• **TASK REQUIREMENTS**
Word for word, repeat each line of the listing below.
___ STORED DATA
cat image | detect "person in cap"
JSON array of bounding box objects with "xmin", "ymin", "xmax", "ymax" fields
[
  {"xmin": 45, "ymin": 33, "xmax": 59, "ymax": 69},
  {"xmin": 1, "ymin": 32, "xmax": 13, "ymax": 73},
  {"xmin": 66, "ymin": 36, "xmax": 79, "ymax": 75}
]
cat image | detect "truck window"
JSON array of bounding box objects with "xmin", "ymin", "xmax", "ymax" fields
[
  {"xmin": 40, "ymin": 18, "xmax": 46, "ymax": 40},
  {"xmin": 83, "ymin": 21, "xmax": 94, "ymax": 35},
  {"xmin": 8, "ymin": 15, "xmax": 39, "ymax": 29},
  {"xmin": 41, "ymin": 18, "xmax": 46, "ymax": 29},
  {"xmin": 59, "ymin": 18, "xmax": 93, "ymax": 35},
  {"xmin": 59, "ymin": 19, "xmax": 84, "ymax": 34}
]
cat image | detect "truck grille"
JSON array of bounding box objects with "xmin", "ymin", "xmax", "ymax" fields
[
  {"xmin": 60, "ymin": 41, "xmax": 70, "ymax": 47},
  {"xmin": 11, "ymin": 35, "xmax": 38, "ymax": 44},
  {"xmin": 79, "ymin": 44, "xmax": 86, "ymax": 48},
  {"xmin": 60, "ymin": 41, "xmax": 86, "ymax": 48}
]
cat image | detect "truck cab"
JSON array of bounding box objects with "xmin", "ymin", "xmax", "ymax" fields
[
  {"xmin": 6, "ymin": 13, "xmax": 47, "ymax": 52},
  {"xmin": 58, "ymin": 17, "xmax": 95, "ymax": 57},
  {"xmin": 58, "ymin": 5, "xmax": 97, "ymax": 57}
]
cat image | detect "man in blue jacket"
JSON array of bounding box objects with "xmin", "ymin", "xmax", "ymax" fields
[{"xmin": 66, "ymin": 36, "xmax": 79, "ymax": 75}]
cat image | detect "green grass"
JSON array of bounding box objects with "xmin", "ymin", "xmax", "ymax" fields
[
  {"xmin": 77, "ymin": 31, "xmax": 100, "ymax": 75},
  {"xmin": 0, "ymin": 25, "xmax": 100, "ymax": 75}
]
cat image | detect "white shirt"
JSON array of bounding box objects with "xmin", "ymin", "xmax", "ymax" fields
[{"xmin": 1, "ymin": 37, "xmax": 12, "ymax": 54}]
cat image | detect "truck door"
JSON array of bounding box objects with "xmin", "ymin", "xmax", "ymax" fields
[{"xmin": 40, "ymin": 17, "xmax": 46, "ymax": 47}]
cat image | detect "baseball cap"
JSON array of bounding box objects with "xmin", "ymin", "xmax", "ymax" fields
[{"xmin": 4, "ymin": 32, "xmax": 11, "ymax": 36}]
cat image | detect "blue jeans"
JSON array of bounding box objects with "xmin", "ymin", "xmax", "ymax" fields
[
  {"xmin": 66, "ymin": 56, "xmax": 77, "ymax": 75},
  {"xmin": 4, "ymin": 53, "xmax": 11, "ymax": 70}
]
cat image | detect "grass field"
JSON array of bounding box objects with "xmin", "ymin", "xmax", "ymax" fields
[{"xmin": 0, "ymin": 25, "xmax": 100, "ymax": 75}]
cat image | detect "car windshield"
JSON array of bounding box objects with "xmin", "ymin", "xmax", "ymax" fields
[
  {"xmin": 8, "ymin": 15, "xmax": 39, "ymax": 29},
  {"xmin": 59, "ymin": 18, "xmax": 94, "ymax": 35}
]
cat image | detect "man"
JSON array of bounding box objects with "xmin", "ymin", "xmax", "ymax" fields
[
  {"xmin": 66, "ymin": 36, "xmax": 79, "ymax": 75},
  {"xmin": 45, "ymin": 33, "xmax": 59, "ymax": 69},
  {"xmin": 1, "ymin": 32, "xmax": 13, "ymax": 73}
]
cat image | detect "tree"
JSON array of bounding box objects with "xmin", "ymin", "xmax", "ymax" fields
______
• **SOLVED PROBLEM**
cat image | detect "person in cap"
JSON array of bounding box objects with "xmin", "ymin", "xmax", "ymax" fields
[
  {"xmin": 45, "ymin": 33, "xmax": 59, "ymax": 69},
  {"xmin": 1, "ymin": 32, "xmax": 13, "ymax": 73},
  {"xmin": 66, "ymin": 36, "xmax": 79, "ymax": 75}
]
cat image | detect "truck window"
JSON array of bounding box objects with "xmin", "ymin", "xmax", "ymax" fields
[
  {"xmin": 40, "ymin": 18, "xmax": 46, "ymax": 40},
  {"xmin": 83, "ymin": 21, "xmax": 94, "ymax": 35},
  {"xmin": 8, "ymin": 15, "xmax": 39, "ymax": 29},
  {"xmin": 41, "ymin": 18, "xmax": 46, "ymax": 29},
  {"xmin": 59, "ymin": 18, "xmax": 93, "ymax": 35},
  {"xmin": 59, "ymin": 19, "xmax": 84, "ymax": 34}
]
cat image | detect "truck grille"
JSON array of bounding box objects with "xmin", "ymin", "xmax", "ymax" fields
[
  {"xmin": 60, "ymin": 41, "xmax": 70, "ymax": 47},
  {"xmin": 11, "ymin": 35, "xmax": 38, "ymax": 44},
  {"xmin": 79, "ymin": 44, "xmax": 86, "ymax": 48},
  {"xmin": 60, "ymin": 41, "xmax": 86, "ymax": 48}
]
cat image | detect "truck cab"
JSON array of bounding box objects with "xmin", "ymin", "xmax", "ymax" fields
[
  {"xmin": 6, "ymin": 13, "xmax": 47, "ymax": 52},
  {"xmin": 58, "ymin": 17, "xmax": 95, "ymax": 57},
  {"xmin": 58, "ymin": 5, "xmax": 97, "ymax": 57}
]
cat image | detect "man in blue jacket"
JSON array of bounding box objects with "xmin", "ymin", "xmax", "ymax" fields
[{"xmin": 66, "ymin": 36, "xmax": 79, "ymax": 75}]
cat image | detect "green grass"
JSON array of bounding box objects with "xmin", "ymin", "xmax", "ymax" fields
[
  {"xmin": 77, "ymin": 31, "xmax": 100, "ymax": 75},
  {"xmin": 0, "ymin": 25, "xmax": 100, "ymax": 75}
]
cat image | detect "white shirt"
JSON array of bounding box objects with "xmin", "ymin", "xmax", "ymax" fields
[{"xmin": 1, "ymin": 37, "xmax": 12, "ymax": 54}]
cat image | detect "truck door"
JSON array of bounding box objects with "xmin", "ymin", "xmax", "ymax" fields
[{"xmin": 40, "ymin": 17, "xmax": 46, "ymax": 47}]
cat image | detect "baseball cap"
JSON array of bounding box objects with "xmin", "ymin", "xmax", "ymax" fields
[{"xmin": 4, "ymin": 32, "xmax": 11, "ymax": 36}]
cat image | detect "blue jeans"
JSON array of bounding box objects with "xmin", "ymin", "xmax", "ymax" fields
[
  {"xmin": 66, "ymin": 56, "xmax": 77, "ymax": 75},
  {"xmin": 4, "ymin": 53, "xmax": 11, "ymax": 70}
]
cat image | detect "grass field"
JSON array of bounding box objects with "xmin", "ymin", "xmax", "ymax" fields
[{"xmin": 0, "ymin": 25, "xmax": 100, "ymax": 75}]
cat image | detect "car windshield"
JSON array of bounding box objects with "xmin", "ymin", "xmax", "ymax" fields
[
  {"xmin": 8, "ymin": 15, "xmax": 39, "ymax": 29},
  {"xmin": 59, "ymin": 18, "xmax": 94, "ymax": 35}
]
cat image | detect "man"
JSON array of bounding box objects with "xmin", "ymin", "xmax", "ymax" fields
[
  {"xmin": 66, "ymin": 36, "xmax": 79, "ymax": 75},
  {"xmin": 45, "ymin": 33, "xmax": 59, "ymax": 69},
  {"xmin": 1, "ymin": 32, "xmax": 13, "ymax": 73}
]
cat image | detect "tree"
JSON array of bounding box objects with "xmin", "ymin", "xmax", "ymax" fields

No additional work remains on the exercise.